Begin Supplied passage

I think that there was always the hope that it could influence the way people thought about war. That it could alert people to its horrors and prevent it occurring again. You see, I was born during the First World War in 1915, and my earliest experiences were with people who were in that war or remembered the war very vividly, and then, just when I was beginning to paint, the Second World War began. So war became a kind of lurking terror in my mind from infancy through to late adolescence, when it was all building up again for another one.

— http://www.artgallery.nsw.gov.au/collection/artists/gleeson-james/

During the 1950s and '60s he moved to a more symbolic perspective, notions of human perfectibility. At this time he increasingly fashioned small psychedelic compositions made using the surrealist technique of decalcomania in the background, to suggest a landscape, and finished by adding a fastidiously painted male nude in the foreground. Many of his paintings had homoerotic undertones, something which reflected on Gleeson's own homosexuality.[3] The ideas for these compositions also saw Gleeson move into collage with his Locus Solus series, where he produced a substantial body of work by placing dismembered photographs, magazine illustrations, diagrams and lines of visionary poetry against abstract pools of ink.

Since the 1970s Gleeson generally made large scale paintings in keeping with the surrealist inscape genre. The works outwardly resemble rocky seascapes, although in detail the coastline's geological features are found to be made of giant molluscs and threatening crustaceans. In keeping with the Freudian principles of surrealism these grotesque, nightmarish compositions symbolise the inner workings of the human mind. Called 'Psychoscapes' by the artist, they show liquid, solid and air coming together and directly allude to the interface between the conscious, subconscious and unconscious mind. Gleeson's later works incorporate the human form less and less in its entirety. The human form was then represented in his landscapes by suggestions, an arm, a hand or merely an eye.

His retrospective in 2004-2005, Beyond the Screen of Sight, included 120 paintings and was exhibited in Melbourne and Canberra. The Art Gallery of New South Wales exhibited Gleeson's drawings for paintings[4] in 2003 and The Ubu diptych in 2005 to celebrate Gleeson's 90th birthday.[5] The Ubu diptych is regarded as one of his greatest.[5]

In September 2007, the largest collection of Australian surrealism ever collected was donated to the National Gallery of Australia by Ray Wilson. The collection included various works by James Gleeson.[6]

Gleeson died in Sydney on 20 October 2008, aged 92.[7][8][9] His life partner Frank O'Keefe died in January 2007.[9]

End Supplied passage
Begin Source data

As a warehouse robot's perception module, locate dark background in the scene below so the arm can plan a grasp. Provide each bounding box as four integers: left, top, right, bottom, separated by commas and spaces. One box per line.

End Source data

Requests:
(A) In the passage on James Gleeson, what name did the artist give his large-scale paintings from the 1970s onward?
(B) Render this sentence from the passage on James Gleeson in French: "Gleeson's later works incorporate the human form less and less in its entirety."
(C) According to the passage on James Gleeson, what did he place against abstract pools of ink in his Locus Solus series? Name every item.

Task solutions:
(A) 'Psychoscapes'

(B) Les œuvres tardives de Gleeson intègrent de moins en moins la forme humaine dans sa totalité.

(C) Dismembered photographs, magazine illustrations, diagrams, and lines of visionary poetry.